§ **What the task requires**
Could you switch "hillside" to "slope" in the listing, starting with the line containing "Phrase: road" and going on through the end of the listing, and write out those lines again with nothing else changed?

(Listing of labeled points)

◇ ◇ ◇ ◇ ◇

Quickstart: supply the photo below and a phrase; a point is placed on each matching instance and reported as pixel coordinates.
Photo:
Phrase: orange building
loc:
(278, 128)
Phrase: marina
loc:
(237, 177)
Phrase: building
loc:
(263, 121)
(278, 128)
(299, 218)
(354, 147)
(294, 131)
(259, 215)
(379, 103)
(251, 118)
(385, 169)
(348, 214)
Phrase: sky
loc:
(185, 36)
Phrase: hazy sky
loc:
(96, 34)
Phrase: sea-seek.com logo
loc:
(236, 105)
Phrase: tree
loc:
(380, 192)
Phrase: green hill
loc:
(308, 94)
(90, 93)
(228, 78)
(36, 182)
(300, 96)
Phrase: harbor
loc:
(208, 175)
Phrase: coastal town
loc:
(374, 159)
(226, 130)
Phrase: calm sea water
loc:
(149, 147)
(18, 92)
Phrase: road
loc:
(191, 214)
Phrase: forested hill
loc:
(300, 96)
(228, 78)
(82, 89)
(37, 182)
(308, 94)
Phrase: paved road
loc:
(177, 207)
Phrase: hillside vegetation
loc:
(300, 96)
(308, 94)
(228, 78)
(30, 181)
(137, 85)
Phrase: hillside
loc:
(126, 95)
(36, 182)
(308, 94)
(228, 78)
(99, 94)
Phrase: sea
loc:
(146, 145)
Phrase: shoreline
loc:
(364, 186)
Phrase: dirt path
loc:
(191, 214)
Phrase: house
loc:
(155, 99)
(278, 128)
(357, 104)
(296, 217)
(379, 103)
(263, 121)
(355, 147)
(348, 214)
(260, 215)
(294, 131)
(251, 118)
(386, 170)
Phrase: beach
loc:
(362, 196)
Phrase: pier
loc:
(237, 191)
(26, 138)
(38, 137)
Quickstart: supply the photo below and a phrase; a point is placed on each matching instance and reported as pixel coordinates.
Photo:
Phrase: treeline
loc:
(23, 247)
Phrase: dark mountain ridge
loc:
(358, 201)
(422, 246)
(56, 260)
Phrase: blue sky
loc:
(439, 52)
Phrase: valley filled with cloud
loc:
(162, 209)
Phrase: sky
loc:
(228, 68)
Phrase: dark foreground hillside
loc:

◇ ◇ ◇ ◇ ◇

§ **Solution to this exercise**
Phrase: road
loc:
(191, 214)
Phrase: forested hill
loc:
(300, 96)
(228, 78)
(82, 89)
(37, 182)
(308, 94)
Phrase: paved road
loc:
(177, 207)
Phrase: slope vegetation
loc:
(300, 96)
(308, 94)
(228, 78)
(30, 181)
(137, 85)
Phrase: slope
loc:
(126, 95)
(36, 182)
(308, 94)
(228, 78)
(99, 94)
Phrase: sea
loc:
(146, 145)
Phrase: shoreline
loc:
(364, 186)
Phrase: dirt path
loc:
(191, 214)
Phrase: house
loc:
(155, 99)
(278, 128)
(357, 104)
(296, 217)
(379, 103)
(263, 121)
(355, 147)
(348, 214)
(260, 215)
(294, 131)
(251, 118)
(386, 170)
Phrase: beach
loc:
(362, 196)
Phrase: pier
loc:
(237, 191)
(26, 138)
(38, 137)
Quickstart: supply the photo below and a phrase; a point is placed on each matching instance and reported as pixel coordinates.
Photo:
Phrase: treeline
loc:
(23, 247)
Phrase: dark mountain ridge
loc:
(358, 201)
(422, 246)
(56, 260)
Phrase: blue sky
loc:
(439, 52)
Phrase: valley filled with cloud
loc:
(162, 209)
Phrase: sky
loc:
(228, 68)
Phrase: dark foreground slope
loc:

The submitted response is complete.